= Exercise objective =
Repeat the whole of the data, keeping every detail the same.
------ The input
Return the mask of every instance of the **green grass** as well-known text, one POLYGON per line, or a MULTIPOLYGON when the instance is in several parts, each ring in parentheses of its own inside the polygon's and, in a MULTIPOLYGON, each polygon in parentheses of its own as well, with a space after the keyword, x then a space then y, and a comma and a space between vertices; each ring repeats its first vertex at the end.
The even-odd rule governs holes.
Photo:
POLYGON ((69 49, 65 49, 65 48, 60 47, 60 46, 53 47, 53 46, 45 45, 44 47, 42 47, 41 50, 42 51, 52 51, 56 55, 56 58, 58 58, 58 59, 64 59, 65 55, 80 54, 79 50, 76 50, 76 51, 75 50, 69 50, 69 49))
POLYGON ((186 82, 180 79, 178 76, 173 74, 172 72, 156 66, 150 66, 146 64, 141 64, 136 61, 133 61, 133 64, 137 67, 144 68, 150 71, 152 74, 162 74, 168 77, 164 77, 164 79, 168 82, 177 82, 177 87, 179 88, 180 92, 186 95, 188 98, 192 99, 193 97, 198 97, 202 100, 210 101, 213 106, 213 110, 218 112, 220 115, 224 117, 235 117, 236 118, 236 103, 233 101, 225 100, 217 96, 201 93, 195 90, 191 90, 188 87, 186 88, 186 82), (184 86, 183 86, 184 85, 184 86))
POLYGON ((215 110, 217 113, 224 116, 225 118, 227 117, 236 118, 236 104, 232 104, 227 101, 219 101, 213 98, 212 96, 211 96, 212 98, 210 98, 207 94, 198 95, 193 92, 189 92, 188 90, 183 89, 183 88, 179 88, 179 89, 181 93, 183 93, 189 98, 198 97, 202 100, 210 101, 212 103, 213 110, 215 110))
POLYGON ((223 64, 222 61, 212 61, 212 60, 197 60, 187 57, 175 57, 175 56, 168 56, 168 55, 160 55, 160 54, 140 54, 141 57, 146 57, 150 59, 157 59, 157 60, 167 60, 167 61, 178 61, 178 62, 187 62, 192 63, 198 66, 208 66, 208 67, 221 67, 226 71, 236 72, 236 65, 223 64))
------------
= Task solution =
Return the mask of every instance of the **green grass** as well-known text, one POLYGON per line, or a MULTIPOLYGON when the instance is in several parts, each ring in parentheses of its own inside the polygon's and, in a MULTIPOLYGON, each polygon in parentheses of its own as well, with a space after the keyword, x then a space then y, and a comma and a space between vertices; each ring repeats its first vertex at the end.
The even-odd rule governs holes.
Photo:
POLYGON ((69 49, 65 49, 65 48, 60 47, 60 46, 53 47, 53 46, 45 45, 44 47, 42 47, 41 50, 42 51, 52 51, 56 55, 56 58, 58 58, 58 59, 64 59, 65 55, 80 54, 79 50, 76 50, 76 51, 75 50, 69 50, 69 49))
POLYGON ((186 82, 180 79, 178 76, 173 74, 172 72, 156 66, 150 66, 146 64, 141 64, 136 61, 133 61, 133 64, 137 67, 144 68, 150 71, 152 74, 162 74, 168 77, 164 77, 164 79, 168 82, 177 82, 177 87, 179 88, 180 92, 186 95, 188 98, 192 99, 193 97, 198 97, 202 100, 210 101, 213 106, 213 110, 218 112, 220 115, 224 117, 235 117, 236 118, 236 103, 233 101, 225 100, 217 96, 201 93, 195 90, 191 90, 188 87, 186 88, 186 82), (184 86, 183 86, 184 85, 184 86))
POLYGON ((215 110, 217 113, 224 116, 225 118, 227 117, 236 118, 236 104, 232 104, 227 101, 219 101, 213 98, 212 96, 211 96, 212 98, 210 98, 207 94, 198 95, 193 92, 189 92, 188 90, 183 89, 183 88, 179 88, 179 89, 181 93, 183 93, 189 98, 198 97, 202 100, 210 101, 212 103, 213 110, 215 110))
POLYGON ((223 64, 222 61, 212 61, 212 60, 197 60, 187 57, 175 57, 175 56, 168 56, 168 55, 160 55, 160 54, 140 54, 141 57, 146 57, 150 59, 157 59, 157 60, 167 60, 167 61, 178 61, 178 62, 187 62, 192 63, 198 66, 208 66, 208 67, 221 67, 226 71, 236 72, 236 65, 223 64))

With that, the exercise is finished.